_TASK DETAILS:_
Gather every line from the entries below that contains the word "window", and copy each such line in full.

_DATA PROVIDED:_

☆ ☆ ☆ ☆ ☆

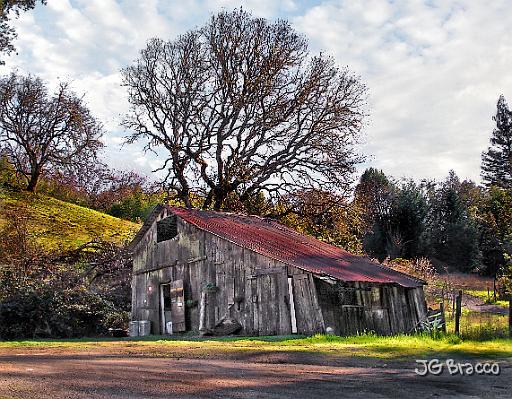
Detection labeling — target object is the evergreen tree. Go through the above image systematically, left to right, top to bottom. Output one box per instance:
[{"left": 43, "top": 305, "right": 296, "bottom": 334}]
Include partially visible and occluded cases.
[{"left": 482, "top": 96, "right": 512, "bottom": 189}]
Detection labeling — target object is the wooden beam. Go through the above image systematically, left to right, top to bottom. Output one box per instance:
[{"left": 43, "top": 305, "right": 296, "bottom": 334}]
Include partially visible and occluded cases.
[{"left": 288, "top": 277, "right": 297, "bottom": 334}]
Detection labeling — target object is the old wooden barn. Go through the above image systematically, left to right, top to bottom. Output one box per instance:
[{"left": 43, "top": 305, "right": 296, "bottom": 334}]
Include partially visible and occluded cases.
[{"left": 131, "top": 205, "right": 427, "bottom": 335}]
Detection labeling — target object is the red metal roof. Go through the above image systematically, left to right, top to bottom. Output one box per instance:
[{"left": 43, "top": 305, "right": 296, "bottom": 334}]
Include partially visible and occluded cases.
[{"left": 171, "top": 207, "right": 424, "bottom": 287}]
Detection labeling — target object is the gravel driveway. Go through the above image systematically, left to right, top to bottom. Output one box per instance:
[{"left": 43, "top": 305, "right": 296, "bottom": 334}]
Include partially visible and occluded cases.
[{"left": 0, "top": 348, "right": 512, "bottom": 399}]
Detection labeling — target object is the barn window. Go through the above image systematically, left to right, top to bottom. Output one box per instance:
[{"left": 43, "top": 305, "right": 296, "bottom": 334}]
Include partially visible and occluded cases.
[{"left": 156, "top": 215, "right": 178, "bottom": 242}]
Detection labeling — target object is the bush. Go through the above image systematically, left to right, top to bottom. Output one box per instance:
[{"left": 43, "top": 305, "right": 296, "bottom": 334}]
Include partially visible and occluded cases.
[{"left": 0, "top": 284, "right": 125, "bottom": 339}]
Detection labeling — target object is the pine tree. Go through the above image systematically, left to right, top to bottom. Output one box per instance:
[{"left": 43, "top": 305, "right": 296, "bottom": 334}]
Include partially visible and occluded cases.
[{"left": 481, "top": 96, "right": 512, "bottom": 189}]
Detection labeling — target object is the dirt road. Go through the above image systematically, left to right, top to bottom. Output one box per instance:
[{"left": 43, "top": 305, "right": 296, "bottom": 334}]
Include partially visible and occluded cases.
[{"left": 0, "top": 349, "right": 512, "bottom": 399}]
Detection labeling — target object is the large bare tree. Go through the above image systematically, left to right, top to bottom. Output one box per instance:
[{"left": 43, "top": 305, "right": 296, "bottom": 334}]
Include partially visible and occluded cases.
[
  {"left": 122, "top": 10, "right": 366, "bottom": 209},
  {"left": 0, "top": 73, "right": 103, "bottom": 191}
]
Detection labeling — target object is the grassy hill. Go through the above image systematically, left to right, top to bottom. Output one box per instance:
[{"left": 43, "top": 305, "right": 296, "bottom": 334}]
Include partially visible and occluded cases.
[{"left": 0, "top": 189, "right": 140, "bottom": 250}]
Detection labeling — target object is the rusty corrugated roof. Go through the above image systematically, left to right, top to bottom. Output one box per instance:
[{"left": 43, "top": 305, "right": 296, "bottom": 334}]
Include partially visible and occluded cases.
[{"left": 171, "top": 207, "right": 424, "bottom": 287}]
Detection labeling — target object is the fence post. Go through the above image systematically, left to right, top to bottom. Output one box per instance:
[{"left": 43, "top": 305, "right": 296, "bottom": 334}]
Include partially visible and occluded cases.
[
  {"left": 455, "top": 290, "right": 462, "bottom": 335},
  {"left": 508, "top": 298, "right": 512, "bottom": 338},
  {"left": 439, "top": 302, "right": 446, "bottom": 332}
]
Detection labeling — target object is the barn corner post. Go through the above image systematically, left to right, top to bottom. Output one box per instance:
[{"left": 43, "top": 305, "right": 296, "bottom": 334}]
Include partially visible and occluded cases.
[{"left": 508, "top": 294, "right": 512, "bottom": 338}]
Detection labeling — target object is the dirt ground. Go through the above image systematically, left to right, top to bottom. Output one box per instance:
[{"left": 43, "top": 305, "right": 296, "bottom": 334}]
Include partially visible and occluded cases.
[{"left": 0, "top": 348, "right": 512, "bottom": 399}]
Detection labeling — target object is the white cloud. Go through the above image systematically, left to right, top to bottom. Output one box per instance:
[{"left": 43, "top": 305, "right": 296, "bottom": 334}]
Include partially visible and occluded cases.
[
  {"left": 0, "top": 0, "right": 512, "bottom": 183},
  {"left": 294, "top": 0, "right": 512, "bottom": 180}
]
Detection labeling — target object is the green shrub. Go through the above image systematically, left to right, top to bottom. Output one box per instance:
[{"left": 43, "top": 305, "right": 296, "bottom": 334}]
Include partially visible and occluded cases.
[{"left": 0, "top": 284, "right": 126, "bottom": 339}]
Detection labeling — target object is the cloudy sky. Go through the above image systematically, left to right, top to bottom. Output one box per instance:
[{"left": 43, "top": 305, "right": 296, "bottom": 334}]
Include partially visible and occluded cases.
[{"left": 0, "top": 0, "right": 512, "bottom": 181}]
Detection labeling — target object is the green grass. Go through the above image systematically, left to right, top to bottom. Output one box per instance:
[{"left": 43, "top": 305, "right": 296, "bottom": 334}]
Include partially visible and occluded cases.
[
  {"left": 0, "top": 190, "right": 140, "bottom": 251},
  {"left": 465, "top": 290, "right": 508, "bottom": 307},
  {"left": 0, "top": 335, "right": 512, "bottom": 359}
]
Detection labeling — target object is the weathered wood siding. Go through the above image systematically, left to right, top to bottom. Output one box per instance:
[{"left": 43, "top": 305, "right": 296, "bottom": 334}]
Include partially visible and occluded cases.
[
  {"left": 132, "top": 209, "right": 426, "bottom": 335},
  {"left": 132, "top": 211, "right": 324, "bottom": 335},
  {"left": 315, "top": 279, "right": 427, "bottom": 335}
]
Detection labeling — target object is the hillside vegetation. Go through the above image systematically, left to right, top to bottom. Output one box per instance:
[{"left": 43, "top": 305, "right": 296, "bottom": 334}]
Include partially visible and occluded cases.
[{"left": 0, "top": 190, "right": 140, "bottom": 251}]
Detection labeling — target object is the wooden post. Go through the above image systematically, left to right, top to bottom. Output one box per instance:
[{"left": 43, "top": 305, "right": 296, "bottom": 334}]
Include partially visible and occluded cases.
[
  {"left": 493, "top": 275, "right": 497, "bottom": 303},
  {"left": 288, "top": 277, "right": 297, "bottom": 334},
  {"left": 455, "top": 290, "right": 462, "bottom": 335},
  {"left": 199, "top": 291, "right": 208, "bottom": 333},
  {"left": 452, "top": 291, "right": 457, "bottom": 320},
  {"left": 508, "top": 298, "right": 512, "bottom": 338},
  {"left": 439, "top": 302, "right": 446, "bottom": 332}
]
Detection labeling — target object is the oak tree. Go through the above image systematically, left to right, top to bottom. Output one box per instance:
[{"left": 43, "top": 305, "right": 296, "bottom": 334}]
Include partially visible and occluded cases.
[
  {"left": 122, "top": 9, "right": 366, "bottom": 209},
  {"left": 0, "top": 73, "right": 103, "bottom": 191}
]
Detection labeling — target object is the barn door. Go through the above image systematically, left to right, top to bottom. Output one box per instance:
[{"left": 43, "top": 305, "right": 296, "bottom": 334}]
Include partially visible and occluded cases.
[
  {"left": 251, "top": 269, "right": 286, "bottom": 335},
  {"left": 293, "top": 274, "right": 324, "bottom": 334},
  {"left": 170, "top": 280, "right": 186, "bottom": 332}
]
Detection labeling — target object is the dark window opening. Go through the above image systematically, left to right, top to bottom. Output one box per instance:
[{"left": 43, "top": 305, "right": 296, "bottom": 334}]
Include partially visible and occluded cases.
[{"left": 156, "top": 215, "right": 178, "bottom": 242}]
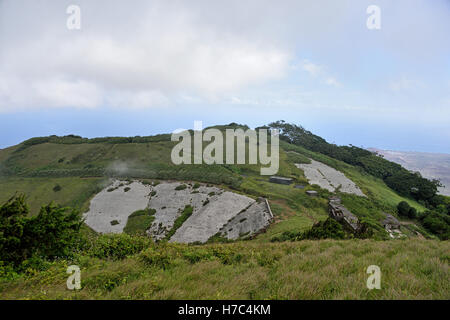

☆ ☆ ☆ ☆ ☆

_OUTPUT OF THE EXERCISE:_
Detection labeling — target object is the barn window. Go through the above image systematically, left to right, top to bottom. Output one box per instance:
Detection labeling — target object is the dark window opening. Go through the above image systematically, left to right, top to bottom. Output one box per instance:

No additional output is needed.